### Brief
The required output is the complete listing, copied word for word.
==== Given records ====
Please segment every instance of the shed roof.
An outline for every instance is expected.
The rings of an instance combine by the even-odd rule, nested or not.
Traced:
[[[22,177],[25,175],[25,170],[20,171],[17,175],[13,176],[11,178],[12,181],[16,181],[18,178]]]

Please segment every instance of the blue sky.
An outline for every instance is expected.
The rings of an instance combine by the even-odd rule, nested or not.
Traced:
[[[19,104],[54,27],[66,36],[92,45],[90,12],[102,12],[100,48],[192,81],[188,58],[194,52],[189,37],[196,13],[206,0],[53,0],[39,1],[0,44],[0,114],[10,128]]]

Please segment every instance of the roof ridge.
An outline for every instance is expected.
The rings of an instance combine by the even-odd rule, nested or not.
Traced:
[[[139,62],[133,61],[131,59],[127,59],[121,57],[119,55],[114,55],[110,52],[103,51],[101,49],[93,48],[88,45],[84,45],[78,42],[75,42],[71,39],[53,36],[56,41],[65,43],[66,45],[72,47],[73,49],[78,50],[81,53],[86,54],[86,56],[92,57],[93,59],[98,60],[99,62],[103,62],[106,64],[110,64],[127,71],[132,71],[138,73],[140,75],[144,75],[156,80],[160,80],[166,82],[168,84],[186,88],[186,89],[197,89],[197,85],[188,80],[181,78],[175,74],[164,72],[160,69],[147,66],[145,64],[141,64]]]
====
### Solution for this problem
Please segment every instance of the shed roof.
An outline for every instance is expected.
The rings of an instance combine by the even-odd rule, nested or not.
Traced:
[[[22,177],[25,175],[25,170],[20,171],[17,175],[13,176],[11,178],[12,181],[16,181],[18,178]]]

Please segment every instance of the blue sky.
An outline for every instance is expected.
The rings of an instance combine by the even-odd rule, nested or not.
Traced:
[[[19,104],[54,27],[66,36],[92,45],[90,12],[102,12],[100,48],[192,81],[188,58],[194,52],[189,37],[196,13],[206,0],[53,0],[39,1],[0,44],[0,114],[10,128]]]

Please segment every instance of the roof ridge.
An outline for every instance is expected.
The rings of an instance combine by the even-odd rule, nested or not.
Traced:
[[[139,62],[133,61],[131,59],[127,59],[121,57],[119,55],[114,55],[110,52],[103,51],[101,49],[93,48],[88,45],[84,45],[78,42],[75,42],[71,39],[53,36],[56,41],[65,43],[66,45],[72,47],[73,49],[78,50],[81,53],[86,54],[86,56],[92,57],[93,59],[98,60],[99,62],[103,62],[106,64],[110,64],[127,71],[132,71],[138,73],[140,75],[144,75],[156,80],[160,80],[166,82],[168,84],[186,88],[186,89],[197,89],[197,85],[188,80],[181,78],[175,74],[164,72],[160,69],[147,66],[145,64],[141,64]]]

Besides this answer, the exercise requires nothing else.